(Beginning of TEXT SECTION)

I am standing in the corner of the bar at a farewell party in a local gun and hunting club, Diet Coke in my hand, surrounded by staff from the Y who have clearly been here drinking--and not just Diet Coke--for a while. I don't like guns, I don't really drink, and I hate parties that require me to mingle with a drink in my hand. I look around, and there aren't many other members here, anyway, just staffers. They're dressed for a party, and I'm dressed to go grocery shopping, in my yoga woman T shirt and brown cargo capris. I'm having a moment. Maybe you've had these moments, too. These "how the hell did I get here" moments.
It's been over a year now since I've been gainfully employed. I've certainly been busy, because taking care of an infant who becomes a toddler is a full time job. But I haven't seen a regular paycheck in 14 months.
And it's a strange place for me, as strange as the gun and hunting club. I've written before about how I never intended to be a SAHM. Yes, I made the decision that set this chapter of my life in motion. But there were many chapters that came before it, and many of them were written by other people, or by the universe itself. If I hadn't lost pregnancies, if I hadn't been diagnosed with secondary infertility, and since we weren't planning to have more than two children, maybe my daughter (or not-my-daughter) would have been born earlier, instead of being born at the same time as I got a new boss at work. If I hadn't been on maternity leave during said new boss's early tenure in his position, he may not have been able to get away with some of the things he did while I wasn't there. Maybe I would have had more support. Maybe I would have felt differently about the relationship. Maybe I could have fought back better. Maybe I wouldn't have resigned. Maybe I wouldn't have found myself still unemployed when my daughter reached the age of 18 months. I wouldn't have taken the Y up on the three month free membership that I won in a raffle, to give myself an excuse to get out of the house on a regular basis and exercise while someone watched my daughter. I wouldn't have met my instructors. And so I wouldn't be saying goodbye to this particular one, who is moving to another state; I don't know where I would be, but I can say with a pretty high degree of certainty that I wouldn't be standing in the bar at the gun club with a Diet Coke in my hand.
On the other hand, I might not have met you.
When I was a child, I loved those Choose Your Own Adventure books. I loved the fact that you could request a do-over, start from a place where you were happier, or more confident, or had a sword, and find a better ending, or even a better, or more interesting, middle. I used to back up through them, as if they were mazes: if you didn't like where the story was going, you backtrack and make it right by simply choosing the opposite direction. Back then, I think I believed that you could make more choices, that life didn't happen to you, that you made life happen.
Now I think there's some combination of destiny and choice at work, and it's a mixed blessing.
Because I love my beautiful, feisty, happy, smart, amazing daughter. I feel lucky to have her. And when you add a child to your life, you have to expect that your life is going to turn upside down.
It's just that some days I wonder about the parallel universes. The ones that didn't lead to the gun club. The ones in which I had a sword.

(End of TEXT SECTION)

● WHAT TO WORK ON: Copy, word for word, the part of the gun club text between "I am standing" and "in 14 months.", inclusive.

(Beginning of LISTED RECORDS)

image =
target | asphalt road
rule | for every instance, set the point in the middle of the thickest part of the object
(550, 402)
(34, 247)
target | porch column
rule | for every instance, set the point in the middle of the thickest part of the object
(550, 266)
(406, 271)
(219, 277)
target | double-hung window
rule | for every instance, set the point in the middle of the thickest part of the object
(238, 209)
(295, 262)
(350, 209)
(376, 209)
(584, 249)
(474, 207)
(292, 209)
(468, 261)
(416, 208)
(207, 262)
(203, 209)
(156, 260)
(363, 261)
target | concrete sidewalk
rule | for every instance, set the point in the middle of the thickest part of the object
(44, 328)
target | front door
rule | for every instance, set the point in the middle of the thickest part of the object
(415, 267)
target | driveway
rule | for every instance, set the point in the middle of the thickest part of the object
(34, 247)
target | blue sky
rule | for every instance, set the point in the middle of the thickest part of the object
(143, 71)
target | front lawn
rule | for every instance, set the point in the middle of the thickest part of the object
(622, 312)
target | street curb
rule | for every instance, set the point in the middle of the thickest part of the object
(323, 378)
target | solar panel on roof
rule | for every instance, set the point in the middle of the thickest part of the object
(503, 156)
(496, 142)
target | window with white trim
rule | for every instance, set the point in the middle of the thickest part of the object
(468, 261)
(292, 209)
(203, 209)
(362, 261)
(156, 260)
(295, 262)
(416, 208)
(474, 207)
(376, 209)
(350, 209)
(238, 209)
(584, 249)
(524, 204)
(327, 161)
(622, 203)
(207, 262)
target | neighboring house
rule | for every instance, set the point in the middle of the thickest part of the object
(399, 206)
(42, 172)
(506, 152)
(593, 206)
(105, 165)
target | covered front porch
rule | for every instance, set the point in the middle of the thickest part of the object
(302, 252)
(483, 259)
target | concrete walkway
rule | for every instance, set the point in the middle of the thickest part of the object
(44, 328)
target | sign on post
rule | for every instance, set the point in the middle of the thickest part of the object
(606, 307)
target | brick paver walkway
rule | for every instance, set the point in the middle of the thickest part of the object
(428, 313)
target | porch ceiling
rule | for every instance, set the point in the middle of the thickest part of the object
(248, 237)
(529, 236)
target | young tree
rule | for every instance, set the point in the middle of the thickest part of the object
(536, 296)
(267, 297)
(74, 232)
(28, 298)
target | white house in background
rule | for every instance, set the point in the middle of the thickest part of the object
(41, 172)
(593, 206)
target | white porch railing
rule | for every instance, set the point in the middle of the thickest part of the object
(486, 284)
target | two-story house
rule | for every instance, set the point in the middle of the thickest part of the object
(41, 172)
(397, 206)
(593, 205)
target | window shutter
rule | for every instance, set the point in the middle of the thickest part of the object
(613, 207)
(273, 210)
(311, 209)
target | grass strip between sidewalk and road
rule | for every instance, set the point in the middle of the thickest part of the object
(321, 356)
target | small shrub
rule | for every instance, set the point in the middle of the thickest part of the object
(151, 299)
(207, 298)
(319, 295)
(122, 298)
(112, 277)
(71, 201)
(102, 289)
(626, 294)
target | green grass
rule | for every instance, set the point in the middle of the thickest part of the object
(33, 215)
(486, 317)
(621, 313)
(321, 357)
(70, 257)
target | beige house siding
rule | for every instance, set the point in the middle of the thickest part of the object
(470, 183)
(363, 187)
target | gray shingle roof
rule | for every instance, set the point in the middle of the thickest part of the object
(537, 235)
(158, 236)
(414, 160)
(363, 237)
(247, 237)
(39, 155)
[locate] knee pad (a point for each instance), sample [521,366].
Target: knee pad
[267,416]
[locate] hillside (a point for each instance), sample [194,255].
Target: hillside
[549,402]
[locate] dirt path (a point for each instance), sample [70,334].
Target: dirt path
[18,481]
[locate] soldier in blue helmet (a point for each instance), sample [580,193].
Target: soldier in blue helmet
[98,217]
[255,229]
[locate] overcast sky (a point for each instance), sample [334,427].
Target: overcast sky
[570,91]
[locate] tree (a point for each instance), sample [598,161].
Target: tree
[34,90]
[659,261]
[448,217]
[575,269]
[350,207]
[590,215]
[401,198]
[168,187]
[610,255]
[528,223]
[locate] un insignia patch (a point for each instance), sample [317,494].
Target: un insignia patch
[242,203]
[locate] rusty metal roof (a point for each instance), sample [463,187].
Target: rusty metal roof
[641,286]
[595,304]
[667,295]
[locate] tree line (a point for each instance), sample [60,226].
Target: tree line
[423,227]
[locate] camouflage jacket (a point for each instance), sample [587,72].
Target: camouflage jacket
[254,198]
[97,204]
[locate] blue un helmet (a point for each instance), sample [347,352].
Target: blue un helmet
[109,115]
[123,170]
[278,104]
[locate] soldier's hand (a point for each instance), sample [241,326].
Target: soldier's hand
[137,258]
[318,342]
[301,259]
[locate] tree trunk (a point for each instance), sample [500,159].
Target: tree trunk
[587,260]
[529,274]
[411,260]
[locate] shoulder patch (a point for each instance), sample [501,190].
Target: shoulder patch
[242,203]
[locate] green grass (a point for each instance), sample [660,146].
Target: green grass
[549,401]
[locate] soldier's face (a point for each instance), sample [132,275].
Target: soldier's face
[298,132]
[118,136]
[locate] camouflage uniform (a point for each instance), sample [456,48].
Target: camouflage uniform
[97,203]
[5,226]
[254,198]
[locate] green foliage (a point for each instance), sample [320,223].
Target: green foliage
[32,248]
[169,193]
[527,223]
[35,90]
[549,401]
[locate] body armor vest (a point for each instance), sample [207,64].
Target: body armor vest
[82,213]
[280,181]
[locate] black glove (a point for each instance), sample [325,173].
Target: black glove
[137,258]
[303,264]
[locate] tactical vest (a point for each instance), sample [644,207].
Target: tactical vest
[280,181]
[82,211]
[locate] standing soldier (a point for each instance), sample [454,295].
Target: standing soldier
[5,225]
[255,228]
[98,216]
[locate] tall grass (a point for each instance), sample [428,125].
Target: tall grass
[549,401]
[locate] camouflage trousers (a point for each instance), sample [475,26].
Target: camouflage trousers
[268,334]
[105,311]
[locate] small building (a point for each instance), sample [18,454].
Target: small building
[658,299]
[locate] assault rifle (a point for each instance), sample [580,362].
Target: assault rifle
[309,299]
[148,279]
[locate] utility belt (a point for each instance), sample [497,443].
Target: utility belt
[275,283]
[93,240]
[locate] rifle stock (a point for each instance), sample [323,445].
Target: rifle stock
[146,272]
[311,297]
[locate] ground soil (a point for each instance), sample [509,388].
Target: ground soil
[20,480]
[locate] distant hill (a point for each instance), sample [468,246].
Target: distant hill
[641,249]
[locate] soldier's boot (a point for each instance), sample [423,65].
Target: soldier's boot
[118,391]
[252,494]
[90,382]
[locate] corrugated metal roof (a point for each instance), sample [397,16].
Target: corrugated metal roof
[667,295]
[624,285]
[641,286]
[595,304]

(End of LISTED RECORDS)

● SOLUTION TO THE EXERCISE:
I am standing in the corner of the bar at a farewell party in a local gun and hunting club, Diet Coke in my hand, surrounded by staff from the Y who have clearly been here drinking--and not just Diet Coke--for a while. I don't like guns, I don't really drink, and I hate parties that require me to mingle with a drink in my hand. I look around, and there aren't many other members here, anyway, just staffers. They're dressed for a party, and I'm dressed to go grocery shopping, in my yoga woman T shirt and brown cargo capris. I'm having a moment. Maybe you've had these moments, too. These "how the hell did I get here" moments.
It's been over a year now since I've been gainfully employed. I've certainly been busy, because taking care of an infant who becomes a toddler is a full time job. But I haven't seen a regular paycheck in 14 months.